Excerpts from a dataset
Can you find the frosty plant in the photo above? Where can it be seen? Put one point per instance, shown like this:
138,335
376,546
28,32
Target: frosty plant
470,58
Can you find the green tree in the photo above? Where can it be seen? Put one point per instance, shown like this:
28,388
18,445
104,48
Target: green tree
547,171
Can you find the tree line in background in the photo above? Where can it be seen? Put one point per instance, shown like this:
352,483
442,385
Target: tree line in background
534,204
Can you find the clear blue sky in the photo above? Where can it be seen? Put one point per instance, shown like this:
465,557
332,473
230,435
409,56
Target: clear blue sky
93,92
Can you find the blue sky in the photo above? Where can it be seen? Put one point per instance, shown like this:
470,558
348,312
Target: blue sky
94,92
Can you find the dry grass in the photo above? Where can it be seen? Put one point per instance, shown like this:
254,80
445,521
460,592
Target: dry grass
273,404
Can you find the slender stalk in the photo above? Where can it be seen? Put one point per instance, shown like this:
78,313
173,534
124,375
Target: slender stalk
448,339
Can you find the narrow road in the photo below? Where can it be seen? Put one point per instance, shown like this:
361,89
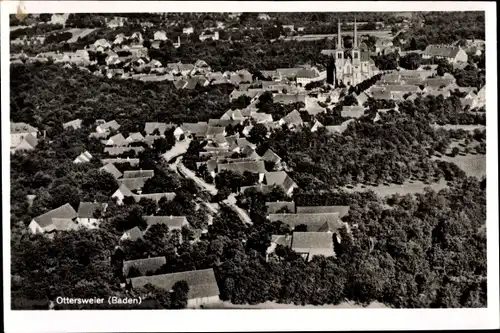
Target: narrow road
190,174
243,215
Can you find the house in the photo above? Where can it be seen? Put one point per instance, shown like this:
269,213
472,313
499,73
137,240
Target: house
131,161
341,210
138,173
169,196
106,127
271,157
214,130
352,111
283,240
83,158
18,131
293,119
453,54
198,129
242,167
188,30
146,266
317,125
305,76
116,140
110,168
150,127
132,235
309,244
280,178
75,124
160,35
135,137
88,213
29,142
315,222
214,36
203,288
261,118
116,151
115,23
60,219
278,206
172,222
101,45
289,98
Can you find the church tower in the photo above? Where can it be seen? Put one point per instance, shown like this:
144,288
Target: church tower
355,48
339,57
339,52
356,58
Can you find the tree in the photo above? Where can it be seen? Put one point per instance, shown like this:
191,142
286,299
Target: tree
179,295
258,134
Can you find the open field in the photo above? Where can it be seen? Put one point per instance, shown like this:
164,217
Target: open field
78,33
472,165
405,188
470,128
274,305
383,34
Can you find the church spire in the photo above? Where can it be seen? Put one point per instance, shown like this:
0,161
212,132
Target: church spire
355,44
339,38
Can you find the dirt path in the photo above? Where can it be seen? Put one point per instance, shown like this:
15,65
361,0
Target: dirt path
243,215
200,182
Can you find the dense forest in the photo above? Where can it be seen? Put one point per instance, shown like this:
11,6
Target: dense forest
407,254
425,250
45,96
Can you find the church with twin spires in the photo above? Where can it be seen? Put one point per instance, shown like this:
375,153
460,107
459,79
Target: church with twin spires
352,69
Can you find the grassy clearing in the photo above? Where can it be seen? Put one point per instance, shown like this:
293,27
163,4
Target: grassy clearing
274,305
406,188
472,165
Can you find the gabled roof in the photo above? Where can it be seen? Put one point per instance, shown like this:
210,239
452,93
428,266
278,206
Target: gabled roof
241,167
293,118
213,130
169,196
87,209
133,183
271,156
131,161
110,168
22,128
172,222
313,243
75,124
341,210
83,157
150,127
133,234
135,137
260,117
441,51
273,207
198,129
114,150
280,178
62,212
138,173
117,140
202,283
113,124
315,222
144,265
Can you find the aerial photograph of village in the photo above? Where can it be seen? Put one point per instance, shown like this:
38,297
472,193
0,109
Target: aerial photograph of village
250,160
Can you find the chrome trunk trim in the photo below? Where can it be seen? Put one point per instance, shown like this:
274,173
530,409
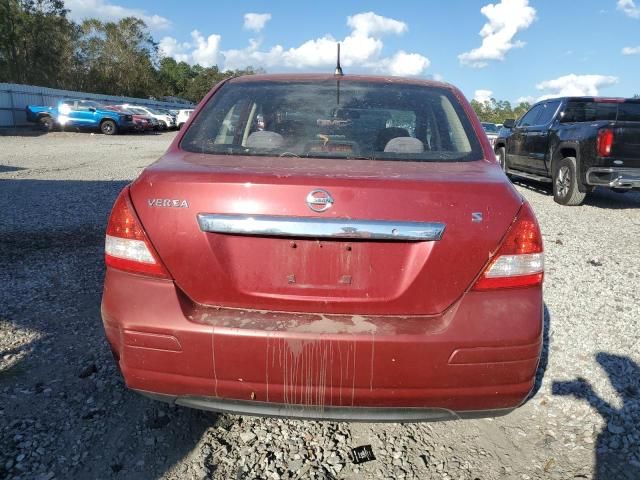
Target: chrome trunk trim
281,226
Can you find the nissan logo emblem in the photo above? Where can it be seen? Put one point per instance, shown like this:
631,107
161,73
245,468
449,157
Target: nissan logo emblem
319,200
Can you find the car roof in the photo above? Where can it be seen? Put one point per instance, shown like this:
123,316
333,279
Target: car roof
323,77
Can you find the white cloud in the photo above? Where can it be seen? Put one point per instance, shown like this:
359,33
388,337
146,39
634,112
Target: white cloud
526,99
206,49
170,47
368,23
361,48
105,11
631,50
506,19
256,21
629,7
403,64
575,85
200,50
482,96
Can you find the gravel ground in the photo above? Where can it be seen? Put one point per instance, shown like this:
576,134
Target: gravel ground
65,413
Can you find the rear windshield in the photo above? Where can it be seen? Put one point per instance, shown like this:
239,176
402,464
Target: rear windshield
592,111
333,119
629,112
490,128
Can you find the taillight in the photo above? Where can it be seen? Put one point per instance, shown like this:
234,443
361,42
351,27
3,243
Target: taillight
519,262
605,142
127,246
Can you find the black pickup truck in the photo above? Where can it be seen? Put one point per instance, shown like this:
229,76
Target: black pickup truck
578,143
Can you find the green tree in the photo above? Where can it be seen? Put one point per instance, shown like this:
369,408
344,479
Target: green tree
173,77
118,58
497,111
36,42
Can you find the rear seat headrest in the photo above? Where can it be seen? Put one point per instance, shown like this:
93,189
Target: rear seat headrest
404,145
264,139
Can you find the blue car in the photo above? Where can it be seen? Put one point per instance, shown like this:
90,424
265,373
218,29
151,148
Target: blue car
85,114
93,115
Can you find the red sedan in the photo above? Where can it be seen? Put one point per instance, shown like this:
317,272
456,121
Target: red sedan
327,247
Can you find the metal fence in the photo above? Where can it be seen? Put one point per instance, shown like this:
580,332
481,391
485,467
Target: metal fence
14,97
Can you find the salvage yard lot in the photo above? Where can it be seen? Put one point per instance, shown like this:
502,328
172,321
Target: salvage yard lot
65,413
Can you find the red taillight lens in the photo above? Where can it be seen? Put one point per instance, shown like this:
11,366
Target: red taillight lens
126,245
519,262
605,142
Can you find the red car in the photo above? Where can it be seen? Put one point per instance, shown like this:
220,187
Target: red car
327,247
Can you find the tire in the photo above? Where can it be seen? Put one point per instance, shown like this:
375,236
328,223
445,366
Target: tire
46,123
108,127
565,183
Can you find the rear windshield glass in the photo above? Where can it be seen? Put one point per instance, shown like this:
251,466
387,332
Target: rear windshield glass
589,111
629,112
490,128
334,119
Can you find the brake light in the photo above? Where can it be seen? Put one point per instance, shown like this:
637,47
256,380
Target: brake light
519,262
605,142
126,245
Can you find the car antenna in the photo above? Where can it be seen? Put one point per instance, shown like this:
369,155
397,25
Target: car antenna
338,71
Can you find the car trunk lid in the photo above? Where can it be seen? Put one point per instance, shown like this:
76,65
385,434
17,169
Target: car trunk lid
375,261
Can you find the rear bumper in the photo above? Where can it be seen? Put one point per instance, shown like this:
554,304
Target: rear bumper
614,177
331,413
479,358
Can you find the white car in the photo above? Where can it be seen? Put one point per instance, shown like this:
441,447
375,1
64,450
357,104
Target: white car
183,116
165,121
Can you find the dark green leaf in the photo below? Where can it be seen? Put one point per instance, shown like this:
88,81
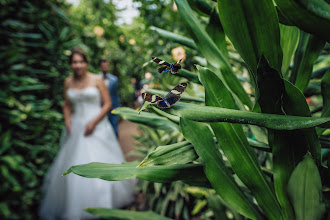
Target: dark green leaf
311,16
179,153
118,214
305,69
191,173
252,35
215,31
215,114
289,43
175,37
145,118
211,52
305,190
235,146
216,171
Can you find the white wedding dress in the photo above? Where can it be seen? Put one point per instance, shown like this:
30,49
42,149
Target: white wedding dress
66,197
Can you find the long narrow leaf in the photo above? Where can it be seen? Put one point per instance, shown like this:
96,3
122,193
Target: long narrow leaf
253,28
305,69
118,214
215,31
184,97
216,171
289,43
175,37
311,16
179,153
234,144
215,114
188,75
211,52
191,173
278,96
305,190
145,118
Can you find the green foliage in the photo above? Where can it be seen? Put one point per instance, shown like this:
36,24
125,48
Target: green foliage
33,67
267,48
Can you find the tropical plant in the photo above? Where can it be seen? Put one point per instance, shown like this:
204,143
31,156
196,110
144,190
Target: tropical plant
292,180
33,67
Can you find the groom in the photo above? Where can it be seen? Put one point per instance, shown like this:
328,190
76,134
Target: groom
112,82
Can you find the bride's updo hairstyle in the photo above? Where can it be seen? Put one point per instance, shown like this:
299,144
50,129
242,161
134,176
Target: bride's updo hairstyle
80,52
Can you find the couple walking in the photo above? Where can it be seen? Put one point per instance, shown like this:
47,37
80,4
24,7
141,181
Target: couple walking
88,137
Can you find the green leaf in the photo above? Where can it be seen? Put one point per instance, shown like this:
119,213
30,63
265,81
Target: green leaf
145,118
278,96
289,43
305,190
201,6
184,97
211,52
235,146
118,214
216,171
215,31
252,35
190,173
325,88
215,114
310,16
305,69
178,153
175,37
188,75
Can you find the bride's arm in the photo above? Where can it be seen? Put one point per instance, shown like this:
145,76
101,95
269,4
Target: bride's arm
105,97
67,108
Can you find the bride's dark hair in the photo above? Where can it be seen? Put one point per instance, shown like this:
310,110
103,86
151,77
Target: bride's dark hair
80,52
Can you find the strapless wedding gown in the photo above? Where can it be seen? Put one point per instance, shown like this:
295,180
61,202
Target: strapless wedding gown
66,197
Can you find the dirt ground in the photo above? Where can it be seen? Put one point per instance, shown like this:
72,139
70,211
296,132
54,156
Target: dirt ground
126,141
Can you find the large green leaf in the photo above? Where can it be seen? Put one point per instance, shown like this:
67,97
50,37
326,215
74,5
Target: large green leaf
289,43
253,28
305,190
234,144
277,96
215,114
184,97
304,70
145,118
325,89
118,214
216,171
311,16
190,173
188,75
211,52
215,31
175,37
178,153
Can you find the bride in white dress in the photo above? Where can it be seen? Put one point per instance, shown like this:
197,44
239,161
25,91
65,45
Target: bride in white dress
88,137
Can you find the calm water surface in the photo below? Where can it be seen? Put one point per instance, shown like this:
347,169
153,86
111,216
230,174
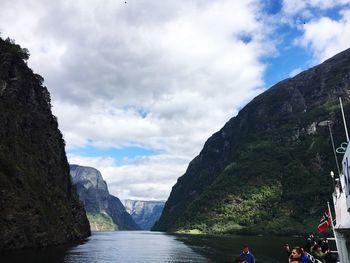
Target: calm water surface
147,247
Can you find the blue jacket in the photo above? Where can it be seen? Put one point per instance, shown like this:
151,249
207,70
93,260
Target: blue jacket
249,257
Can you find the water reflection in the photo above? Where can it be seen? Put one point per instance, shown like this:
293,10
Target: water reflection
146,247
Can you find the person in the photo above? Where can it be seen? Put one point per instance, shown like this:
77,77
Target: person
247,255
318,254
240,260
295,256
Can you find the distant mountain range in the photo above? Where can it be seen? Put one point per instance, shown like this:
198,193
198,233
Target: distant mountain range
105,212
144,213
267,170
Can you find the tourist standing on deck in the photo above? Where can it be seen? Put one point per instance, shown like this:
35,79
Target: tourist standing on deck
247,255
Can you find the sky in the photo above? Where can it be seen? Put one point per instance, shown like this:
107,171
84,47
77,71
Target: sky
138,86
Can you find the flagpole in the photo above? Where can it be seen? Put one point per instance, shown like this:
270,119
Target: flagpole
334,234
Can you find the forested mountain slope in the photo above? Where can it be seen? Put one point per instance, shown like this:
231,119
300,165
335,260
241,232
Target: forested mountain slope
267,170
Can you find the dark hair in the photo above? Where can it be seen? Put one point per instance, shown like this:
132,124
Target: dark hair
240,260
298,249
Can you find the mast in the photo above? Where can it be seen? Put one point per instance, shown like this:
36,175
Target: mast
334,234
346,129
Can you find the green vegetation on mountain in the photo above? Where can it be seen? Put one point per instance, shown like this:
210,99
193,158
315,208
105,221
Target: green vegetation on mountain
267,170
101,222
38,205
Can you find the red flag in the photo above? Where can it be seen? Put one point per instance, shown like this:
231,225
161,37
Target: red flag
325,222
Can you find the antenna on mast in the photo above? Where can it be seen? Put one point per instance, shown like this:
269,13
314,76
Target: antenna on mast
346,129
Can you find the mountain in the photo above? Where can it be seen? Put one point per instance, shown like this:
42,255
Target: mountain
144,213
267,170
38,206
105,211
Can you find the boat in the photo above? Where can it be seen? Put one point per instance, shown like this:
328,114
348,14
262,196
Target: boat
341,199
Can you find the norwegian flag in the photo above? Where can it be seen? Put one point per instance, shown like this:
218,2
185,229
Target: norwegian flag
325,222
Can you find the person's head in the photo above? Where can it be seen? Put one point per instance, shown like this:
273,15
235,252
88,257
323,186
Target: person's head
316,248
240,260
296,252
245,249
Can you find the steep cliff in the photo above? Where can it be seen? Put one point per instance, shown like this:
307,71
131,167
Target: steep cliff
266,170
38,206
144,213
105,211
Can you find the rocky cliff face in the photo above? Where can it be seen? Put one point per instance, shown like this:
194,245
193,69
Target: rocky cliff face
266,170
38,206
144,213
99,204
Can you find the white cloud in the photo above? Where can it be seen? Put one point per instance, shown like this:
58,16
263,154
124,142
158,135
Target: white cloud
185,65
297,7
143,178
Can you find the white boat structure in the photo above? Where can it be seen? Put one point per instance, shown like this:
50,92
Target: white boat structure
341,200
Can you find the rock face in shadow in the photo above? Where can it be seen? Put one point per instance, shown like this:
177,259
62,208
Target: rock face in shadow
266,170
93,192
38,206
144,213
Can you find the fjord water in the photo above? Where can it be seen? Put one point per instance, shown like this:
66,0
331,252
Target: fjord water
147,247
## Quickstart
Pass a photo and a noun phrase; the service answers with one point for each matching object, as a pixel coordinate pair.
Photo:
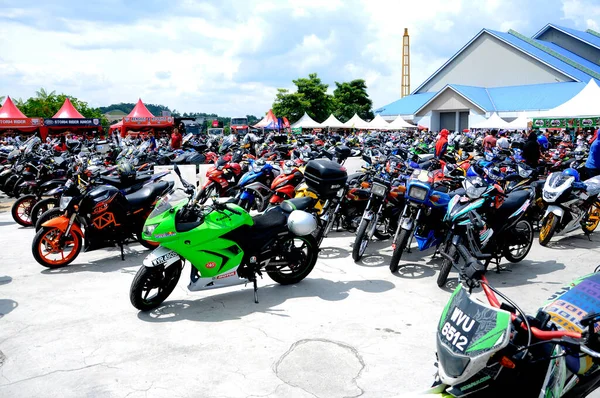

Work required:
Copy out each line of the data containing the string "below".

Finished exercise:
Can you find the narrow road in the photo below? Where can it be seen? Put one point per instance, shown like this:
Can you find the chrome trunk trim in the photo below? Where can it be seen? Put one point per instance, shown like this:
Can you find the dark green leaf in the photo below? Where can it be seen? Put one point per instance, shown like this:
Can you find the calm water surface in the photo below? Where can it be seen? Put one point per instance, shown like this:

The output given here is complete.